From the first page, this novel grips us with an acutely sensitive rendition of a mentally handicapped man's inner world.
by Tarjei Vesaas ; translated by Michael Barnes & Torbjørn Støverund ‧ RELEASE DATE: March 8, 2016
The point of view of a mentally simple man provides a poignant perspective on day-to-day events in this novel from Norway.
Vesaas (1897-1970; The Ice Palace, 1963) originally published this novel in 1957, but it has a freshness that can only be due to its timeless subject matter. Mattis, 37, lives with his sister Hege, 40, in a cottage in the woods. Gently mocked by villagers (who call him Simple Simon), Mattis clings to what sense he can make of things, often attributing miraculous significance to small events such as the flight of a woodcock over his house. He eagerly tells anyone who will listen, most often Hege, about the small moments that have filled him with overwhelming feeling. Life is full of drama for him, but we see through his eyes (and clever, subtle narration) that his sister is miserable, feeling trapped in drudgery. She knits sweaters for a living and soon asks Mattis to go look for some work. Thus begin several adventures for Mattis, which include becoming an impromptu ferryman for two attractive girls who are unexpectedly gentle with him, allowing him to carry them to shore in town so he can impress the villagers. Each turn of events prompts an elaborate sense of wonder and optimism in Mattis. The tension between him and the unhappy Hege works well as a form of suspense, as Mattis fears she will get fed up and leave him, and the reader wonders the same thing. But just as their duo seems stalled in unhappy stasis, Mattis happens to ferry home a lumberjack, Jørgen, who becomes Hege's love interest. Some of the novel's exquisite control slackens in the last section, as Jørgen's actions are surprisingly predictable (however contradictory that seems), and Hege's rescue from loneliness has a “too good to be true” feeling. Nothing is truly smooth, however, which is a sadness built into every page of a story about a character like Mattis. And despite lulls, the novel is compelling enough to pull you along to the very end.

AIM OF THE EXERCISE
Could you retype the whole book review above word for word, from its first line through its final sentence?

GIVEN ENTRIES
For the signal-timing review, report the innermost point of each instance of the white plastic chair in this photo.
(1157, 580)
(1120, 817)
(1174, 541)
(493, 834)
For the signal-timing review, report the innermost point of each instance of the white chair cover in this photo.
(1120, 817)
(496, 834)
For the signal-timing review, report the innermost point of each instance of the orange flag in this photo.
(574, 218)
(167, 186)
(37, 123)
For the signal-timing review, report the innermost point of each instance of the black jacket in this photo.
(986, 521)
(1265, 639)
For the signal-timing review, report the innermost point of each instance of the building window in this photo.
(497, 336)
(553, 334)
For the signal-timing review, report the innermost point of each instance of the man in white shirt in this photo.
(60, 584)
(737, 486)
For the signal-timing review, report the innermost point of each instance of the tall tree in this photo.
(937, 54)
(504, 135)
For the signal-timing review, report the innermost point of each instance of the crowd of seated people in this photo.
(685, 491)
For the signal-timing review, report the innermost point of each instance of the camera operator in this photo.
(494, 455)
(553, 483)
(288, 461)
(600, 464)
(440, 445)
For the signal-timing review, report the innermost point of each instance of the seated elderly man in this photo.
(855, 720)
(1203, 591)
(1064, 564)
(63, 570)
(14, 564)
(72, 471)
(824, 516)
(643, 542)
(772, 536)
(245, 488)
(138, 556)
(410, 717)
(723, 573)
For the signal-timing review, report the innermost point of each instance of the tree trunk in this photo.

WRITTEN ANSWER
From the first page, this novel grips us with an acutely sensitive rendition of a mentally handicapped man's inner world.
by Tarjei Vesaas ; translated by Michael Barnes & Torbjørn Støverund ‧ RELEASE DATE: March 8, 2016
The point of view of a mentally simple man provides a poignant perspective on day-to-day events in this novel from Norway.
Vesaas (1897-1970; The Ice Palace, 1963) originally published this novel in 1957, but it has a freshness that can only be due to its timeless subject matter. Mattis, 37, lives with his sister Hege, 40, in a cottage in the woods. Gently mocked by villagers (who call him Simple Simon), Mattis clings to what sense he can make of things, often attributing miraculous significance to small events such as the flight of a woodcock over his house. He eagerly tells anyone who will listen, most often Hege, about the small moments that have filled him with overwhelming feeling. Life is full of drama for him, but we see through his eyes (and clever, subtle narration) that his sister is miserable, feeling trapped in drudgery. She knits sweaters for a living and soon asks Mattis to go look for some work. Thus begin several adventures for Mattis, which include becoming an impromptu ferryman for two attractive girls who are unexpectedly gentle with him, allowing him to carry them to shore in town so he can impress the villagers. Each turn of events prompts an elaborate sense of wonder and optimism in Mattis. The tension between him and the unhappy Hege works well as a form of suspense, as Mattis fears she will get fed up and leave him, and the reader wonders the same thing. But just as their duo seems stalled in unhappy stasis, Mattis happens to ferry home a lumberjack, Jørgen, who becomes Hege's love interest. Some of the novel's exquisite control slackens in the last section, as Jørgen's actions are surprisingly predictable (however contradictory that seems), and Hege's rescue from loneliness has a “too good to be true” feeling. Nothing is truly smooth, however, which is a sadness built into every page of a story about a character like Mattis. And despite lulls, the novel is compelling enough to pull you along to the very end.